Requirements:
Please copy the stretch of the Clojure editor discussion below from "yes, I think" through "it (or not)" word for word.

··· Source text

Or what you’re already used to.
yes, I think if you've been using emacs for 20 years you're less likely to move to something else
I used Emacs for years but switched, and I know several Emacs users who prefer inferior mode, so it depends on who you know 😊
sure, as I said we mostly report anecdotal records, the conclusion imho is that tooling is good and we're fortunate to have quite a few good choices available. I wouldn't say one is better than the other just because some people around me use it (or not)
I went from emacs/cider to emacs/monroe before switching to vim, currently I alternate between neovim/fireplace and neovim/vim-clojure-static
Neovim looks really nice now
I have heard good things about conjure
I’m about to make a big move career-wise into Clojure, and I’ve been using emacs/CIDER for a very long time. But I’d hate to miss out on really great stuff in Cursive just out of stubbornness.

······
··· Data shown

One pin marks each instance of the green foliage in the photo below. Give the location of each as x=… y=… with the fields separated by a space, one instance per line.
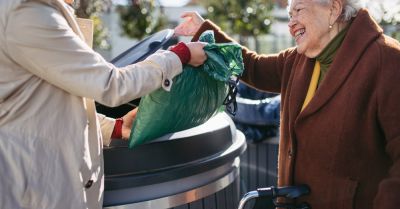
x=141 y=18
x=92 y=9
x=244 y=17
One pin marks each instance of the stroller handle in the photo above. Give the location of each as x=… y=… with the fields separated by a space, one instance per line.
x=288 y=191
x=291 y=192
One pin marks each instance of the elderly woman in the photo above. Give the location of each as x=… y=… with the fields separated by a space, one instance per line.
x=340 y=103
x=50 y=136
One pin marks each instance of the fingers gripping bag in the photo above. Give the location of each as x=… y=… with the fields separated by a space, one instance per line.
x=195 y=96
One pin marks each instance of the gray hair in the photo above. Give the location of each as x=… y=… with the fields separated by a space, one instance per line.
x=350 y=8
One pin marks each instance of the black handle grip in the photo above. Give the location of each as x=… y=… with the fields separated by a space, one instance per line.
x=288 y=192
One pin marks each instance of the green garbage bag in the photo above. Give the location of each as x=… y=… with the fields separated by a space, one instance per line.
x=195 y=96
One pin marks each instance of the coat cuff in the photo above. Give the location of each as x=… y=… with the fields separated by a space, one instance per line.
x=107 y=126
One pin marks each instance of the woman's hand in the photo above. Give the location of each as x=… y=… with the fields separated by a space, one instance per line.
x=127 y=123
x=191 y=25
x=197 y=54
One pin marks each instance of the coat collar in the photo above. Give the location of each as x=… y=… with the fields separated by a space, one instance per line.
x=363 y=30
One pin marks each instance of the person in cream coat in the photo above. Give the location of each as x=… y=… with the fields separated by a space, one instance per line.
x=51 y=137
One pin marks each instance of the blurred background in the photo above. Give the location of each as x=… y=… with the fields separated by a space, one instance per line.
x=259 y=24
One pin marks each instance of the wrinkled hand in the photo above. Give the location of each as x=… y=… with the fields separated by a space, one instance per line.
x=127 y=123
x=191 y=25
x=197 y=54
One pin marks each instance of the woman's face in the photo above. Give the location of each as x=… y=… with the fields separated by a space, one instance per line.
x=309 y=26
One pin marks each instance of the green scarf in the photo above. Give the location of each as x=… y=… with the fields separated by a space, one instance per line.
x=328 y=54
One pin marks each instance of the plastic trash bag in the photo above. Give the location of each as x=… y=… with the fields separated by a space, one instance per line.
x=196 y=94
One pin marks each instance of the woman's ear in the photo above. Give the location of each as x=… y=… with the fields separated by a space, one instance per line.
x=336 y=10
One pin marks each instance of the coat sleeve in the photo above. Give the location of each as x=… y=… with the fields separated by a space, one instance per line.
x=40 y=40
x=389 y=120
x=263 y=72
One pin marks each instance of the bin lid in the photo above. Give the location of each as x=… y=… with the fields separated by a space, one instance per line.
x=144 y=48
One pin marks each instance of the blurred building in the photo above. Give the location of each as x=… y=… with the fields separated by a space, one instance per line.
x=278 y=39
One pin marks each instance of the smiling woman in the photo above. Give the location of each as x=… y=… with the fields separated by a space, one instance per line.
x=340 y=97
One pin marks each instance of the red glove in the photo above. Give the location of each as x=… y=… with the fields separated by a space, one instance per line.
x=117 y=132
x=182 y=51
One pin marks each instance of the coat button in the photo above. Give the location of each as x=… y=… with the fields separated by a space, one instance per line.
x=167 y=82
x=89 y=184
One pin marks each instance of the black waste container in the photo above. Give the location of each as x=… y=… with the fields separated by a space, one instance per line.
x=194 y=168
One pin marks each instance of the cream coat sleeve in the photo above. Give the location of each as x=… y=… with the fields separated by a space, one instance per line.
x=107 y=127
x=47 y=47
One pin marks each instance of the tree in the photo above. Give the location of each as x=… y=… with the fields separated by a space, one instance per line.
x=247 y=18
x=141 y=18
x=387 y=13
x=92 y=9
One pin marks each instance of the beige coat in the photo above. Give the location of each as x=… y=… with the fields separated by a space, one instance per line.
x=50 y=137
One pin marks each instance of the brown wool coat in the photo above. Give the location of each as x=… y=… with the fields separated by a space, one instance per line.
x=346 y=143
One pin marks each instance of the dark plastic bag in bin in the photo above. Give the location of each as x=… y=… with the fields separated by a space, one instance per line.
x=195 y=96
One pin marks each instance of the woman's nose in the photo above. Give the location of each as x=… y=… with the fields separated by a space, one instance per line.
x=292 y=22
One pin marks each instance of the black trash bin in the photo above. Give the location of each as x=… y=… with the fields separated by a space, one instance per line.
x=194 y=168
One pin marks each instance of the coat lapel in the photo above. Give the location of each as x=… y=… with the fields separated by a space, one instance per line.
x=362 y=32
x=301 y=80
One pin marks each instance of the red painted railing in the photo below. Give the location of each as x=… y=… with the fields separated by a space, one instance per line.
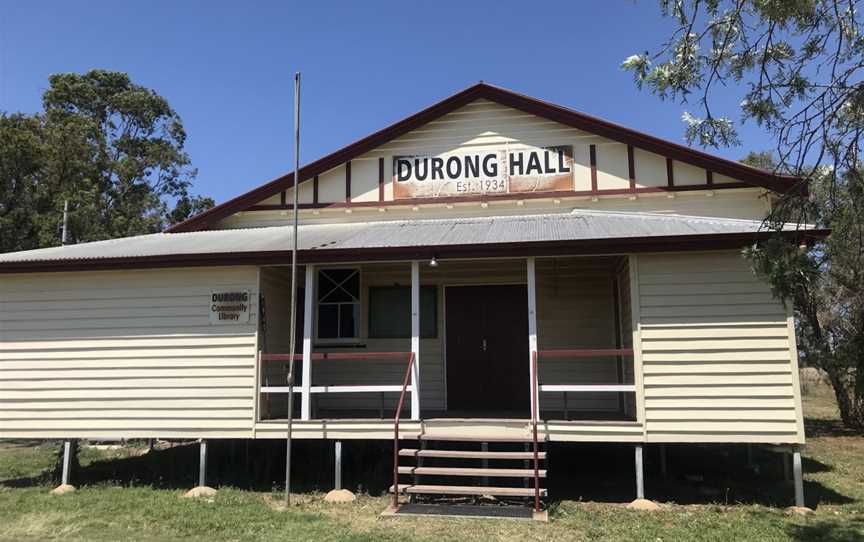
x=396 y=417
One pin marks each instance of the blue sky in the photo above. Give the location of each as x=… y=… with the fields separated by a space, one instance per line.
x=227 y=67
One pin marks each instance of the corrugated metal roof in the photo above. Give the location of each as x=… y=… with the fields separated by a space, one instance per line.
x=570 y=226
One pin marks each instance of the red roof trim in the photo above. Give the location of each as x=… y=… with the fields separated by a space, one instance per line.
x=556 y=113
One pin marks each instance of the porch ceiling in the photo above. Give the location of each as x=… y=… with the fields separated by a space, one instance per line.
x=317 y=241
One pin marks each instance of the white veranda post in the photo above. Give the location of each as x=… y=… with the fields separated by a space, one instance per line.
x=415 y=339
x=308 y=309
x=532 y=333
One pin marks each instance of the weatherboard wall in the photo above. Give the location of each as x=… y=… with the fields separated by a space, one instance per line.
x=124 y=354
x=718 y=352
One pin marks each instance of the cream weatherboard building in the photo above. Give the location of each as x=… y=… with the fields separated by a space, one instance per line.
x=515 y=264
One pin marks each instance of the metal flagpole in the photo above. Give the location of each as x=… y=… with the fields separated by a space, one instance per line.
x=293 y=331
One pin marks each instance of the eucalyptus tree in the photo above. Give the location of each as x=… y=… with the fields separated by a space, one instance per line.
x=113 y=149
x=794 y=68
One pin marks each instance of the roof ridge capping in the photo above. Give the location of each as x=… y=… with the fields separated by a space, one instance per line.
x=554 y=112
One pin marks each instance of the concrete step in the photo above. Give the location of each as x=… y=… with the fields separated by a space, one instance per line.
x=469 y=454
x=468 y=490
x=479 y=438
x=457 y=471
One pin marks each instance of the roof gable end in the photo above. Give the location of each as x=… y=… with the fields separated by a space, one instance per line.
x=539 y=108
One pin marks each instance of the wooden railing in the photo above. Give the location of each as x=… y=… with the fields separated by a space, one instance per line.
x=584 y=353
x=535 y=415
x=335 y=356
x=536 y=388
x=396 y=416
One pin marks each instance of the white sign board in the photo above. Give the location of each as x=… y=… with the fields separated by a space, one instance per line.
x=488 y=173
x=229 y=306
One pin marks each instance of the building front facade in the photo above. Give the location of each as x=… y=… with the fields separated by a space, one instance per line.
x=483 y=237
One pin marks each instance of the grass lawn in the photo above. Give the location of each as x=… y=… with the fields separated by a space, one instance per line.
x=833 y=461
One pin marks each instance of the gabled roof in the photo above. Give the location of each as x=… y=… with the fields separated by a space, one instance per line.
x=564 y=233
x=527 y=104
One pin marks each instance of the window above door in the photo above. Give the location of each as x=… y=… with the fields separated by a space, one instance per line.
x=338 y=304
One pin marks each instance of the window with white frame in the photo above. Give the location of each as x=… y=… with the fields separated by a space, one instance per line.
x=338 y=303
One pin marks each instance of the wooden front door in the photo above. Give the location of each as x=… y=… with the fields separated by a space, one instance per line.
x=487 y=350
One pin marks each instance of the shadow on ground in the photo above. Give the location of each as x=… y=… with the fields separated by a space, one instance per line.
x=695 y=474
x=850 y=530
x=245 y=464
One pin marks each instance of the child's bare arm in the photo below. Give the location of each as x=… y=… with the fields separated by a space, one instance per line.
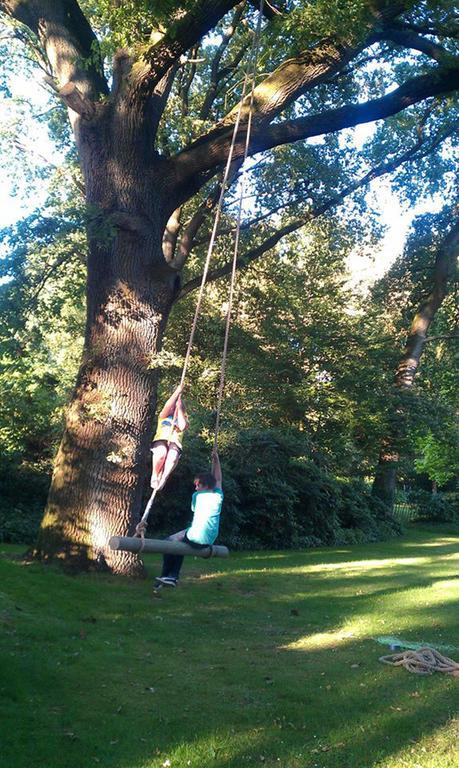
x=169 y=406
x=216 y=469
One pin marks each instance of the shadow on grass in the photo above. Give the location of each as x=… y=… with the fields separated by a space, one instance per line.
x=267 y=660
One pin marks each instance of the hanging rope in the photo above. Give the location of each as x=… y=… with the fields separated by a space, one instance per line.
x=221 y=387
x=142 y=525
x=422 y=662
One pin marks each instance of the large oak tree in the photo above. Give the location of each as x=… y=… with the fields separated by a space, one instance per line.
x=141 y=177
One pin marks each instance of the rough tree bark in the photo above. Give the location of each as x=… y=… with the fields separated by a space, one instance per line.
x=132 y=192
x=384 y=484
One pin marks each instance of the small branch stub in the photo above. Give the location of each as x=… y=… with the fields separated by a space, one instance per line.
x=74 y=99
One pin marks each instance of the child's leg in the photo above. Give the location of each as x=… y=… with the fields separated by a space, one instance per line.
x=173 y=563
x=159 y=454
x=170 y=462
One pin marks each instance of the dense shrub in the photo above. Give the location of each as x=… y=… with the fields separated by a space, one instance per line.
x=275 y=496
x=22 y=499
x=436 y=507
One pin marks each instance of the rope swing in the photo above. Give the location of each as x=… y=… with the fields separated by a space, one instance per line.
x=249 y=75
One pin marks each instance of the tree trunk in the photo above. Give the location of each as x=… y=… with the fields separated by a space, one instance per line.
x=98 y=481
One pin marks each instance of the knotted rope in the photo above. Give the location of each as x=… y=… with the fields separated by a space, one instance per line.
x=142 y=525
x=422 y=662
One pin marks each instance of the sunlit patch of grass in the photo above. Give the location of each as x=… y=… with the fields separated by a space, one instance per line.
x=267 y=659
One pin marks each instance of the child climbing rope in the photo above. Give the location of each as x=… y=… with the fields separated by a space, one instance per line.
x=167 y=442
x=206 y=504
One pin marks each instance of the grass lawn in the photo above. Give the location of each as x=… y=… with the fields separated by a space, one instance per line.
x=264 y=659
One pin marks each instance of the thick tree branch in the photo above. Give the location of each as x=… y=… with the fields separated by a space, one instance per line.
x=203 y=156
x=185 y=33
x=319 y=209
x=67 y=39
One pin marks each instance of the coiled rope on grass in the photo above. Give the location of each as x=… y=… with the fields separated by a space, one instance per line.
x=424 y=661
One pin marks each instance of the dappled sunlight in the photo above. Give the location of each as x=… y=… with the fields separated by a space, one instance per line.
x=439 y=542
x=349 y=566
x=320 y=641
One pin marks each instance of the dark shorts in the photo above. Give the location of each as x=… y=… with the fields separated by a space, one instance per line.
x=195 y=544
x=167 y=444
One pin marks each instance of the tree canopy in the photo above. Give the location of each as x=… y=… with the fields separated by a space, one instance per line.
x=145 y=99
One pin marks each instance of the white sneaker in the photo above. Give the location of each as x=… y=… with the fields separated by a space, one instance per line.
x=166 y=581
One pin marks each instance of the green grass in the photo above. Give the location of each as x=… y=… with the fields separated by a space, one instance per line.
x=265 y=659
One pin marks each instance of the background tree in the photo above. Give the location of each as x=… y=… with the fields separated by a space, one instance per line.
x=438 y=279
x=149 y=146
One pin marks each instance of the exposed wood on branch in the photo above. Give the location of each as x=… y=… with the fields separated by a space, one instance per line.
x=185 y=33
x=319 y=209
x=74 y=99
x=202 y=156
x=66 y=37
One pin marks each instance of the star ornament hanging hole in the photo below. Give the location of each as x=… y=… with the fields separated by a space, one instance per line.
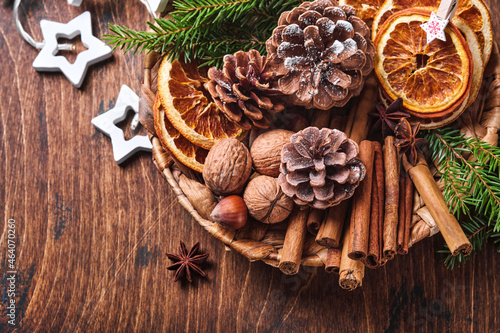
x=106 y=123
x=48 y=60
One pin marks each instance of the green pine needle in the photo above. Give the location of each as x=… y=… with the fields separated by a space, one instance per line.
x=205 y=30
x=470 y=171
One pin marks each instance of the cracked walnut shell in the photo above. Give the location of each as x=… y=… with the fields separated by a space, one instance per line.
x=266 y=201
x=227 y=167
x=266 y=151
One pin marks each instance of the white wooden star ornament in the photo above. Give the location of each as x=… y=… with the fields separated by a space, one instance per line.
x=48 y=60
x=438 y=21
x=106 y=123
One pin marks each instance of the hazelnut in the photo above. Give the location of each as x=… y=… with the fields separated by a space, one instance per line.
x=227 y=167
x=265 y=200
x=266 y=151
x=230 y=212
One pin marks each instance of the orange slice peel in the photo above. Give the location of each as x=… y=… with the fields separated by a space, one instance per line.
x=184 y=150
x=190 y=108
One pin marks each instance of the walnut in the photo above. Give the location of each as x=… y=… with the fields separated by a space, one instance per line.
x=265 y=200
x=227 y=167
x=266 y=151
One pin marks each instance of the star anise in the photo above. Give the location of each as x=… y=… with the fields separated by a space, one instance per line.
x=187 y=261
x=407 y=141
x=387 y=119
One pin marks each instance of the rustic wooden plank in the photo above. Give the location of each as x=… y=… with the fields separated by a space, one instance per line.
x=92 y=236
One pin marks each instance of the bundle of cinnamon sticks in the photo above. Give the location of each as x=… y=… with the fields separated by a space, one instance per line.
x=382 y=208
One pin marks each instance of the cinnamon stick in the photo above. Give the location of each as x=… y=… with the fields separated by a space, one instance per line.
x=330 y=232
x=391 y=165
x=360 y=217
x=401 y=213
x=427 y=187
x=314 y=220
x=320 y=118
x=291 y=254
x=359 y=121
x=377 y=207
x=351 y=271
x=408 y=202
x=332 y=264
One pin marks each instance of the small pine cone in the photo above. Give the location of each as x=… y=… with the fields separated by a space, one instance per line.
x=244 y=90
x=323 y=52
x=319 y=168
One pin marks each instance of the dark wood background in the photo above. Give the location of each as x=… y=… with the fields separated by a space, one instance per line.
x=92 y=235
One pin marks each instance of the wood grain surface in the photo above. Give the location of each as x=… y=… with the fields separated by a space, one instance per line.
x=91 y=236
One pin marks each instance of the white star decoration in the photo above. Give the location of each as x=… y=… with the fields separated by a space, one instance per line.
x=48 y=61
x=106 y=122
x=435 y=28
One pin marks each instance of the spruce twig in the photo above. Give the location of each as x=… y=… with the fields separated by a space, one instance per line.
x=205 y=30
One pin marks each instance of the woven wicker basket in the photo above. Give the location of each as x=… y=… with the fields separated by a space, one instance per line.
x=256 y=241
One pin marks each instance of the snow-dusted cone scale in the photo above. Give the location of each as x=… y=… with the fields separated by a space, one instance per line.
x=244 y=89
x=319 y=168
x=323 y=52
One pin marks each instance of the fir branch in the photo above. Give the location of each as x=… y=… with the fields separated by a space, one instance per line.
x=478 y=232
x=205 y=29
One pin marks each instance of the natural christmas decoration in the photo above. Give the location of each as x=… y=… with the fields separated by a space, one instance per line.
x=186 y=262
x=244 y=89
x=266 y=151
x=231 y=212
x=266 y=201
x=387 y=118
x=319 y=168
x=323 y=51
x=405 y=63
x=407 y=140
x=471 y=188
x=316 y=55
x=205 y=30
x=227 y=167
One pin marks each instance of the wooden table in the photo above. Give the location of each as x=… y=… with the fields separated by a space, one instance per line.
x=92 y=235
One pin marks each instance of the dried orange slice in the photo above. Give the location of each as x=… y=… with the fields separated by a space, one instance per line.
x=366 y=10
x=433 y=79
x=473 y=12
x=184 y=150
x=190 y=108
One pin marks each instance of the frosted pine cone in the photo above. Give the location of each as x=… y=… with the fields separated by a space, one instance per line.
x=323 y=51
x=319 y=168
x=244 y=91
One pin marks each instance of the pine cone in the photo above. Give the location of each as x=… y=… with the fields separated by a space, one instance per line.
x=323 y=51
x=244 y=90
x=319 y=168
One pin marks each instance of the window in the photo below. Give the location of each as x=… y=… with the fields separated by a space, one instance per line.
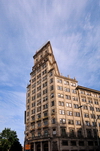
x=88 y=93
x=43 y=66
x=60 y=95
x=54 y=131
x=73 y=84
x=98 y=116
x=45 y=91
x=74 y=91
x=44 y=84
x=52 y=95
x=66 y=89
x=28 y=101
x=33 y=104
x=87 y=123
x=27 y=113
x=51 y=87
x=79 y=133
x=39 y=116
x=38 y=76
x=68 y=97
x=33 y=85
x=53 y=111
x=44 y=78
x=38 y=109
x=53 y=120
x=33 y=80
x=94 y=124
x=39 y=133
x=28 y=94
x=85 y=107
x=62 y=121
x=38 y=94
x=61 y=112
x=71 y=132
x=38 y=82
x=33 y=74
x=38 y=70
x=91 y=108
x=76 y=106
x=75 y=98
x=73 y=143
x=59 y=80
x=33 y=117
x=45 y=106
x=51 y=73
x=96 y=102
x=63 y=132
x=52 y=103
x=82 y=92
x=38 y=102
x=33 y=111
x=93 y=116
x=66 y=82
x=44 y=72
x=77 y=114
x=64 y=143
x=39 y=124
x=81 y=143
x=32 y=125
x=97 y=109
x=46 y=132
x=33 y=97
x=51 y=80
x=45 y=122
x=61 y=103
x=90 y=101
x=86 y=115
x=59 y=87
x=45 y=98
x=70 y=122
x=27 y=107
x=45 y=114
x=90 y=143
x=78 y=122
x=68 y=104
x=33 y=91
x=70 y=113
x=38 y=88
x=83 y=99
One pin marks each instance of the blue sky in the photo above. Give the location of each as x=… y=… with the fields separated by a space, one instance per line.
x=72 y=27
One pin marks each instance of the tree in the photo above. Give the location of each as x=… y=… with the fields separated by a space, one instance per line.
x=7 y=139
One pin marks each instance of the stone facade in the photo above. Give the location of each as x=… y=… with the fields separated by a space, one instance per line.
x=60 y=115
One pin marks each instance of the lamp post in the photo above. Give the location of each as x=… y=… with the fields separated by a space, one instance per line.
x=95 y=119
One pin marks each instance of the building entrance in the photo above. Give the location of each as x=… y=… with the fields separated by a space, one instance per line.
x=45 y=147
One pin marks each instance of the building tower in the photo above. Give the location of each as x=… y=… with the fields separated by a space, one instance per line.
x=53 y=119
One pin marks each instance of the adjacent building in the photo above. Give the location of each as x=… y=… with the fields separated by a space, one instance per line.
x=60 y=115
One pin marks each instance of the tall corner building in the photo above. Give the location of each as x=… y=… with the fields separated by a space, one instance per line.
x=60 y=115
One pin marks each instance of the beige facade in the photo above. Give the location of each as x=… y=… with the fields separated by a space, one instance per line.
x=53 y=119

······

Answer to the problem:
yes, I think if you've been using emacs for 20 years you're less likely to move to something else
I used Emacs for years but switched, and I know several Emacs users who prefer inferior mode, so it depends on who you know 😊
sure, as I said we mostly report anecdotal records, the conclusion imho is that tooling is good and we're fortunate to have quite a few good choices available. I wouldn't say one is better than the other just because some people around me use it (or not)